[WHAT TO WORK ON]
1. Using the text on 2D convolution, answer these:
(a) What value does the example set for strides?
(b) Which padding option disables zero padding?
(c) What does a convolutional layer take in and calculate?
2. List every parameter in the call signature of tf.keras.layers.Conv2D shown in the text on 2D convolution.
3. Summarize the text on 2D convolution in two sentences.

[PASSAGE TO READ]
☆ ☆ ☆ ☆ ☆

Object Detection


By Prof. Seungchul Lee
http://iai.postech.ac.kr/
Industrial AI Lab at POSTECH

Table of Contents

1. 2D Convolution

tf.keras.layers.Conv2D(filters, kernel_size, strides, padding, activation, kernel_regularizer, input_shape)
    filters = 32 
    kernel_size = (3,3)
    strides = (1,1)
    padding = 'SAME'
    activeation='relu'
    kernel_regularizer=tf.keras.regularizers.l2(0.04)
    input_shape = tensor of shape([input_h, input_w, input_ch])


  • filter size
    • the number of channels.
  • kernel_size

    • the height and width of the 2D convolution window.
  • stride

    • the step size of the kernel when traversing the image.
  • padding

    • how the border of a sample is handled.
    • A padded convolution will keep the spatial output dimensions equal to the input, whereas unpadded convolutions will crop away some of the borders if the kernel is larger than 1.
    • 'SAME' : enable zero padding
    • 'VALID' : disable zero padding
  • activation
    • Activation function to use.
  • kernel_regularizer

    • Initializer for the kernel weights matrix.
  • input and output channels

    • A convolutional layer takes a certain number of input channels ($C$) and calculates a specific number of output channels ($D$).

☆ ☆ ☆ ☆ ☆

[RAW DATA]
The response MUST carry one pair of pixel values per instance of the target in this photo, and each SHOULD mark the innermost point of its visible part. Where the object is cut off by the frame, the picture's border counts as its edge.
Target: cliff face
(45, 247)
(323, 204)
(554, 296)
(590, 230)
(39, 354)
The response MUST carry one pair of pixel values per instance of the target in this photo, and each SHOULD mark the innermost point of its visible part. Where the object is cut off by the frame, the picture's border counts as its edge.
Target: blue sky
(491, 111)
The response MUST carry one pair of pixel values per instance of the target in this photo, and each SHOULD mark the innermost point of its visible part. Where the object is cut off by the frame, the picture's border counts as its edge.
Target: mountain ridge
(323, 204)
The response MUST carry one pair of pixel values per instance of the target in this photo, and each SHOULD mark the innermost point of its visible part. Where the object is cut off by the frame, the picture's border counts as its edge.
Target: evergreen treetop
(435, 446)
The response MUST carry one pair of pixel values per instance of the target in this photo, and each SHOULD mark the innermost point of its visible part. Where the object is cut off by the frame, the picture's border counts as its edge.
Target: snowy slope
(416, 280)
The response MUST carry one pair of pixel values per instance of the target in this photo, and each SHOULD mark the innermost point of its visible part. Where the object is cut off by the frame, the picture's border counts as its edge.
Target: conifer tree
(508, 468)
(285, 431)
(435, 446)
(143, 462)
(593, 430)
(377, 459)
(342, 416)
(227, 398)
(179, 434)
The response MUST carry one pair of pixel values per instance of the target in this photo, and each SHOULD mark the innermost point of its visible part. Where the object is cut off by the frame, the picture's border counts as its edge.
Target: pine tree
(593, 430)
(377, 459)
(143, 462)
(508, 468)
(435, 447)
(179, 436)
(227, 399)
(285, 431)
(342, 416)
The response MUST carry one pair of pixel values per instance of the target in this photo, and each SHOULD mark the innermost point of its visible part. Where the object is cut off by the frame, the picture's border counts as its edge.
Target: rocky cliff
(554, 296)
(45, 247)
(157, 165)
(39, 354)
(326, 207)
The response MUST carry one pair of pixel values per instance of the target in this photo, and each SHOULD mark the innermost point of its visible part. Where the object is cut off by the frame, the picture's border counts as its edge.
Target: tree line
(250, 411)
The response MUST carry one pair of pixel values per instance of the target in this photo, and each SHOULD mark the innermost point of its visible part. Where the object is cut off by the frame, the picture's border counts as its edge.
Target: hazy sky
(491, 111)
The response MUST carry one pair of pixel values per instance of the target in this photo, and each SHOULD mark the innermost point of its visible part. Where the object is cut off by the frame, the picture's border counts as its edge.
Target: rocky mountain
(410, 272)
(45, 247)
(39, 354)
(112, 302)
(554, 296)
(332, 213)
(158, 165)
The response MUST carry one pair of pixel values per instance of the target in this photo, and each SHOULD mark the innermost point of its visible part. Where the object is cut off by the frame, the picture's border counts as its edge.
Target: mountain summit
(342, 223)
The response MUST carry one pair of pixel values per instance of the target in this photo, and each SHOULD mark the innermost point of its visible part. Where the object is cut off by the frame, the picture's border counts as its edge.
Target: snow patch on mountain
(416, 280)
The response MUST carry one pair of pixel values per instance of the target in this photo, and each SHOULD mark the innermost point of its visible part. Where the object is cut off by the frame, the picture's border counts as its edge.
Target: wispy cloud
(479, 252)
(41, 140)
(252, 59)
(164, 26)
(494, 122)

☆ ☆ ☆ ☆ ☆

[ANSWERS FOR THIS EXERCISE]
1.
(a) (1,1)
(b) 'VALID'
(c) It takes a certain number of input channels ($C$) and calculates a specific number of output channels ($D$).

2. filters, kernel_size, strides, padding, activation, kernel_regularizer, input_shape

3. The text covers the parameters of tf.keras.layers.Conv2D and gives example values such as 32 filters, a (3,3) kernel size and (1,1) strides. It defines kernel size as the height and width of the convolution window, stride as the step size of the kernel across the image, and padding as how the border of a sample is handled, with 'SAME' enabling zero padding and 'VALID' disabling it.